# WRITTEN REQUEST
Copy the records from the start through the line containing "column 411, row 269", swapping "bright sun" for "setting sun" and leaving everything else unchanged. Give only that stretch.

# ROWS
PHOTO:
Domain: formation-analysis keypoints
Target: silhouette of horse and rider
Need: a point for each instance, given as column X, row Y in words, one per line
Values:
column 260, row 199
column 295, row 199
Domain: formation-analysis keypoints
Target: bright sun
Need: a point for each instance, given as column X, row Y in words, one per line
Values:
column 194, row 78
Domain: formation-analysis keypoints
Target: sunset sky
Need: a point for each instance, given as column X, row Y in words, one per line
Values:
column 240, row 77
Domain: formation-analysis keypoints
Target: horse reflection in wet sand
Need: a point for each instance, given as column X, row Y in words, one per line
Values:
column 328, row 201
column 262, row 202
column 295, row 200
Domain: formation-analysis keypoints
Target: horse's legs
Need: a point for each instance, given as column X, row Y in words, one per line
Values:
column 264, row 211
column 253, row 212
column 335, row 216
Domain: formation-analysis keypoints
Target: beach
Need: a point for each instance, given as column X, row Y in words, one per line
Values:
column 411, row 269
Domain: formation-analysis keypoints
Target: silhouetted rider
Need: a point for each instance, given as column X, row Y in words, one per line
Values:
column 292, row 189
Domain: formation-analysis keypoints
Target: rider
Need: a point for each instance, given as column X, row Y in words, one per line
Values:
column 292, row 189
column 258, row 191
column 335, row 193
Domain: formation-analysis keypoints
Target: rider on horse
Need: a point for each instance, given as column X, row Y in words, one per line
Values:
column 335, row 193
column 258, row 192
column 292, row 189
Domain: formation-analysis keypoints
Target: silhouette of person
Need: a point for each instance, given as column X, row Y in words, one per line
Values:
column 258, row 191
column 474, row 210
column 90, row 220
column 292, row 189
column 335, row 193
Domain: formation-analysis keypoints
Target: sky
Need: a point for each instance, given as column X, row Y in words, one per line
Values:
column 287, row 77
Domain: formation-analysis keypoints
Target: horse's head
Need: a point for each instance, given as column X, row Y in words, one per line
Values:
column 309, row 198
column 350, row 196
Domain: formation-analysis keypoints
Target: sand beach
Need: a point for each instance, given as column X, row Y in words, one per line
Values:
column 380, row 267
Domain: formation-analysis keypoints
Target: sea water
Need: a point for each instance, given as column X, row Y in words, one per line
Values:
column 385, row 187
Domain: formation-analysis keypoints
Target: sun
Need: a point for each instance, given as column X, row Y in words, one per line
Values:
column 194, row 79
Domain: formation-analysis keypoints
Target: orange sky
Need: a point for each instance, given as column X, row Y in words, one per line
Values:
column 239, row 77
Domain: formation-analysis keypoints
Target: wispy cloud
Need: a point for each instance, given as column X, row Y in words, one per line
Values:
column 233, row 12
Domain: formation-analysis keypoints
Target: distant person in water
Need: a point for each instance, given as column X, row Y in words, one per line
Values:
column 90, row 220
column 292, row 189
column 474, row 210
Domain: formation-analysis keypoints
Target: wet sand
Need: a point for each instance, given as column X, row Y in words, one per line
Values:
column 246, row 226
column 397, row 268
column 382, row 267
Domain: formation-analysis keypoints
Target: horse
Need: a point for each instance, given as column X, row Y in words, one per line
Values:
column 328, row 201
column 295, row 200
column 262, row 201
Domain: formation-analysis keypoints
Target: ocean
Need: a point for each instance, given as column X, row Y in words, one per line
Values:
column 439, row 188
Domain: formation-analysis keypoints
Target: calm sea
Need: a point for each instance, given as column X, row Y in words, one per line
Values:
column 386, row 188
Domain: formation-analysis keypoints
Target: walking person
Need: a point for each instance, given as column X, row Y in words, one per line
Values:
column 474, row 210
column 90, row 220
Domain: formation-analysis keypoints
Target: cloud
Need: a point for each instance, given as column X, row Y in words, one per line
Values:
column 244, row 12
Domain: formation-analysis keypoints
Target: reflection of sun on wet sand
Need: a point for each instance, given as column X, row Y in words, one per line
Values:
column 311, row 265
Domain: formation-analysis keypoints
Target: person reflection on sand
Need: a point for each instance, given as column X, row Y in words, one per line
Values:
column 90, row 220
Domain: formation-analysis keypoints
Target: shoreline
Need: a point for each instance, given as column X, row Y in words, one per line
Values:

# TASK SOLUTION
PHOTO:
Domain: formation-analysis keypoints
Target: silhouette of horse and rider
Need: a point for each instance, given as column X, row Y in words, one per line
Values:
column 260, row 199
column 295, row 199
Domain: formation-analysis keypoints
Target: setting sun
Need: a point for each instance, given as column X, row Y in words, one per line
Values:
column 194, row 78
Domain: formation-analysis keypoints
Target: sunset sky
Need: a point for each instance, given as column X, row Y in words, one per line
Values:
column 240, row 77
Domain: formation-analysis keypoints
Target: horse reflection in wet sand
Need: a point for each instance, given as column X, row Y in words, one per line
Values:
column 328, row 201
column 262, row 202
column 295, row 200
Domain: formation-analysis keypoints
Target: horse's legs
Need: a point for each instance, given as column X, row Y in words, one per line
Values:
column 264, row 211
column 253, row 212
column 335, row 216
Domain: formation-analysis keypoints
Target: beach
Need: a point for each instance, given as column X, row Y in words, one per line
Values:
column 411, row 269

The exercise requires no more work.